### Information given:

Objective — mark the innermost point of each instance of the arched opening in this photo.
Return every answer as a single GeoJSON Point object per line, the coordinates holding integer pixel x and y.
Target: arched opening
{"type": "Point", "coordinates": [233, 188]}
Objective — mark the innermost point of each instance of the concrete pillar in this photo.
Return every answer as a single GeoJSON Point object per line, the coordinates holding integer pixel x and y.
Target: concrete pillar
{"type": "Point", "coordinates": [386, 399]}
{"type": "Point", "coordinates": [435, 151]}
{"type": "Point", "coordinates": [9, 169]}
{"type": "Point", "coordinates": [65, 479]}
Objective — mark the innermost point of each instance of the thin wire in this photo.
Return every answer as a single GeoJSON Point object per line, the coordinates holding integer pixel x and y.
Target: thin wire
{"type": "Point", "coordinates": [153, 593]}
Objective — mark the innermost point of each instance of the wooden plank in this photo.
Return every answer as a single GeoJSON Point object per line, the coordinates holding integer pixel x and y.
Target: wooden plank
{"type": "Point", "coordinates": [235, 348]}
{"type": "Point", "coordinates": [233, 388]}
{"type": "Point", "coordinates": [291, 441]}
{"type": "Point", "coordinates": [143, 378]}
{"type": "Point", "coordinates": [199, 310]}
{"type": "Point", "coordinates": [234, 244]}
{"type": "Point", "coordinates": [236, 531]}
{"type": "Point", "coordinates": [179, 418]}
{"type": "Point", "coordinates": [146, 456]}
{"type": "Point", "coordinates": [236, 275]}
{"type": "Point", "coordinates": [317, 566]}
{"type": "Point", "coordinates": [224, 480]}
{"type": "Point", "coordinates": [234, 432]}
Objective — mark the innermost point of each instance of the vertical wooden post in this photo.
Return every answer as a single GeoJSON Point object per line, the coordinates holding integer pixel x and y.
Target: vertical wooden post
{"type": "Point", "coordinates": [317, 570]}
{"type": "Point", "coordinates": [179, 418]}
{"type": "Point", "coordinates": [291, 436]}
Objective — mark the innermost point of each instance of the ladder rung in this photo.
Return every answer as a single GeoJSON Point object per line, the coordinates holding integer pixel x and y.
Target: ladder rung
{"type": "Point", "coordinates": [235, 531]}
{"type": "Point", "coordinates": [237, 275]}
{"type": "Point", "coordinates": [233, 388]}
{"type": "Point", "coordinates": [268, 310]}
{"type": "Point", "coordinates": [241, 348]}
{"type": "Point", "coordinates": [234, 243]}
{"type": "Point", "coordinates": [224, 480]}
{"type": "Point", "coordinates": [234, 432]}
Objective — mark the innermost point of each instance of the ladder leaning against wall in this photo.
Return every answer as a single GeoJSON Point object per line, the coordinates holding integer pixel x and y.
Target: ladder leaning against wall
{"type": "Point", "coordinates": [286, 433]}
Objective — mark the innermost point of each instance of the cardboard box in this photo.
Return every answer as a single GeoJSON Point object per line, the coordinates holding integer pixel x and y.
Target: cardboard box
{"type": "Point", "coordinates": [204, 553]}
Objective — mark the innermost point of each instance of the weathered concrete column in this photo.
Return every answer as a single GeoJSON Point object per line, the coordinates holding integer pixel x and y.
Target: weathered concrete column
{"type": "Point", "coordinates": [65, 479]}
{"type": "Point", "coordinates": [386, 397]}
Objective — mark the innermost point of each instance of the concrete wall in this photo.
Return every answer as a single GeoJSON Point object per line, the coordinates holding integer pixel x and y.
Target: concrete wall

### What is needed:
Looking back over the data above, restate word for word the lines that begin at the line with "Target: arched opening" and end at the line with "plank in this photo.", inclusive.

### Answer to the exercise:
Target: arched opening
{"type": "Point", "coordinates": [233, 188]}
Objective — mark the innermost point of each instance of the concrete pillar in this photo.
Return every answer as a single GeoJSON Point object per line, the coordinates holding integer pixel x and y.
Target: concrete pillar
{"type": "Point", "coordinates": [386, 399]}
{"type": "Point", "coordinates": [435, 151]}
{"type": "Point", "coordinates": [9, 169]}
{"type": "Point", "coordinates": [65, 479]}
Objective — mark the innermost point of each instance of the thin wire in this photo.
Return every answer as a single GeoJSON Point object per line, the coordinates holding integer pixel x and y.
Target: thin wire
{"type": "Point", "coordinates": [153, 593]}
Objective — mark the innermost point of each instance of the wooden plank in this photo.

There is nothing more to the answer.